- **Task directions**: Write out each line exactly as it stands, please.

- **Listed records**:
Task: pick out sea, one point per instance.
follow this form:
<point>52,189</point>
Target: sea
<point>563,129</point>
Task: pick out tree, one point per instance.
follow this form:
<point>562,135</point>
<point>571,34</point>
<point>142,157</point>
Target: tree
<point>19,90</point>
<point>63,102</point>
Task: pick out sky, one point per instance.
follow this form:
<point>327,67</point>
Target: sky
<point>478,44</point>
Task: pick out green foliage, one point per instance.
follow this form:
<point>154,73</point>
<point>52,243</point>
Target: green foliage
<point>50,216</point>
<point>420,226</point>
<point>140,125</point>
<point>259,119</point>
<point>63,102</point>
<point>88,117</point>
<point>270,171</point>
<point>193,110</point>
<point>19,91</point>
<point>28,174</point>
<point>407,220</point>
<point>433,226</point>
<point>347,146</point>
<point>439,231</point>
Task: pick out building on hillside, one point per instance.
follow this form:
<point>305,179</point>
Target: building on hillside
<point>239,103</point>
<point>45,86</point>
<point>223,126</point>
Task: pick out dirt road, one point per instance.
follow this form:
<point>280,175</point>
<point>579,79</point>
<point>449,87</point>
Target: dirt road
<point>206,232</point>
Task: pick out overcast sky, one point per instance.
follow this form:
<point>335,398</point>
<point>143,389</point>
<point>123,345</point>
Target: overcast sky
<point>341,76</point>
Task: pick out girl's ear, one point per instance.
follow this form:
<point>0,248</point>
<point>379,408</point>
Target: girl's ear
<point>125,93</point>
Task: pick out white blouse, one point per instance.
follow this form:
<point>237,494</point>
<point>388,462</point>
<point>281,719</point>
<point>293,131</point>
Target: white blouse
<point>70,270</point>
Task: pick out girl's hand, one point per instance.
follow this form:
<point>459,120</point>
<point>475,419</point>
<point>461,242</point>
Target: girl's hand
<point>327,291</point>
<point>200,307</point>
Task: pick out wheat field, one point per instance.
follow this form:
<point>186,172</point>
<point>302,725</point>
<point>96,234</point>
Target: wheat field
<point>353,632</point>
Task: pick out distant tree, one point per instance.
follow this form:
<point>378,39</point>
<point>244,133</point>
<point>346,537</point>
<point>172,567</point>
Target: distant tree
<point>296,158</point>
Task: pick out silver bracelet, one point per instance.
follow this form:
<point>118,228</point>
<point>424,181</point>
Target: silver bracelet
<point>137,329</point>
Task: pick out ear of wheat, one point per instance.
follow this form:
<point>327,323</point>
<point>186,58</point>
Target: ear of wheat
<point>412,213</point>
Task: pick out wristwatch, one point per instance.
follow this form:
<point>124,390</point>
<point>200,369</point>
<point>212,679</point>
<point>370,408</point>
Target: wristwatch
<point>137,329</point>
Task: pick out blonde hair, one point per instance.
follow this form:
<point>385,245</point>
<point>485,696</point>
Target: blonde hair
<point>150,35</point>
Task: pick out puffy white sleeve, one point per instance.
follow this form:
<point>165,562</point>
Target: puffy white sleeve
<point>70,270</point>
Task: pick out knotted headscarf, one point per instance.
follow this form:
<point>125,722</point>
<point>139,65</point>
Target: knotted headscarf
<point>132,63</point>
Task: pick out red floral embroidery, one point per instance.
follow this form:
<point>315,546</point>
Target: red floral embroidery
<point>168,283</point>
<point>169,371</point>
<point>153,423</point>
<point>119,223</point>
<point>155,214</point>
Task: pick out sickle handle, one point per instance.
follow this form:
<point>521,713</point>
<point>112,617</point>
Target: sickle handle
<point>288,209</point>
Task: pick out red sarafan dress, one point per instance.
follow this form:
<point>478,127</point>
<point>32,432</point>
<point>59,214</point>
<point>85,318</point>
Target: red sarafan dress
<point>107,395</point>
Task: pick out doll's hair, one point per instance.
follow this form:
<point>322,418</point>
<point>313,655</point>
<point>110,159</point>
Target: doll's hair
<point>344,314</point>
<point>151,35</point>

- **Answer for this exercise**:
Task: pick out sea, one point per instance.
follow this form:
<point>52,189</point>
Target: sea
<point>563,129</point>
Task: pick out tree, one point per instance.
follow this form:
<point>562,135</point>
<point>571,34</point>
<point>142,157</point>
Target: tree
<point>19,90</point>
<point>63,102</point>
Task: pick out sky, one point per instance.
follow this form:
<point>327,67</point>
Target: sky
<point>478,44</point>
Task: pick out green foliage, one point per instance.
follow this form:
<point>154,73</point>
<point>52,243</point>
Target: green foliage
<point>50,216</point>
<point>420,226</point>
<point>140,125</point>
<point>259,119</point>
<point>63,102</point>
<point>88,117</point>
<point>270,171</point>
<point>193,110</point>
<point>19,91</point>
<point>28,174</point>
<point>407,220</point>
<point>433,226</point>
<point>347,146</point>
<point>439,231</point>
Task: pick out building on hillside, one point per instance.
follow this form:
<point>305,179</point>
Target: building on hillside
<point>239,103</point>
<point>45,86</point>
<point>223,126</point>
Task: pick out dirt road, one point per instance.
follow this form:
<point>280,175</point>
<point>579,79</point>
<point>449,87</point>
Target: dirt road
<point>206,232</point>
Task: pick out overcast sky, one point per instance.
follow this form:
<point>335,398</point>
<point>143,389</point>
<point>123,345</point>
Target: overcast sky
<point>341,76</point>
Task: pick out girl's ear, one point per instance.
follow this form:
<point>0,248</point>
<point>379,408</point>
Target: girl's ear
<point>125,93</point>
Task: pick out white blouse, one point per instance.
follow this form:
<point>237,494</point>
<point>388,462</point>
<point>281,719</point>
<point>293,131</point>
Target: white blouse
<point>70,270</point>
Task: pick out girl's hand, one point per instance.
follow this form:
<point>459,120</point>
<point>475,419</point>
<point>461,242</point>
Target: girl's hand
<point>327,291</point>
<point>200,307</point>
Task: pick out wheat field, one point per instance.
follow this form:
<point>186,172</point>
<point>302,725</point>
<point>96,234</point>
Target: wheat field
<point>353,632</point>
Task: pick out distant tree, one point per instance.
follow this form:
<point>378,39</point>
<point>244,133</point>
<point>346,537</point>
<point>172,567</point>
Target: distant tree
<point>296,158</point>
Task: pick out silver bracelet, one point per instance.
follow this form:
<point>118,228</point>
<point>424,181</point>
Target: silver bracelet
<point>137,329</point>
Task: pick out ear of wheat, one point per instance.
follow this form:
<point>327,323</point>
<point>186,58</point>
Target: ear of wheat
<point>412,213</point>
Task: pick out wristwatch, one point per instance.
follow this form:
<point>124,390</point>
<point>200,369</point>
<point>212,679</point>
<point>370,408</point>
Target: wristwatch
<point>137,329</point>
Task: pick out blonde hair, one point per instance.
follow this form:
<point>385,245</point>
<point>485,696</point>
Target: blonde hair
<point>150,35</point>
Task: pick out puffy white sleeve, one point per instance.
follow this form:
<point>165,562</point>
Target: puffy white sleeve
<point>70,270</point>
Task: pick out knotted headscarf, one point per instance.
follow this form:
<point>125,722</point>
<point>139,65</point>
Target: knotted headscarf
<point>132,63</point>
Task: pick out red floral embroidery, one point per instance.
follow this form:
<point>315,546</point>
Target: red floral embroidery
<point>168,283</point>
<point>169,371</point>
<point>153,423</point>
<point>119,223</point>
<point>155,214</point>
Task: pick out sickle handle, one point per instance.
follow this form:
<point>521,713</point>
<point>112,617</point>
Target: sickle handle
<point>288,209</point>
Task: pick out red sarafan dress, one point per instance.
follow this form:
<point>478,127</point>
<point>32,432</point>
<point>59,214</point>
<point>85,318</point>
Target: red sarafan dress
<point>107,395</point>
Task: pick out doll's hair, one point per instance.
follow this form:
<point>322,418</point>
<point>313,655</point>
<point>110,159</point>
Target: doll's hair
<point>344,314</point>
<point>151,35</point>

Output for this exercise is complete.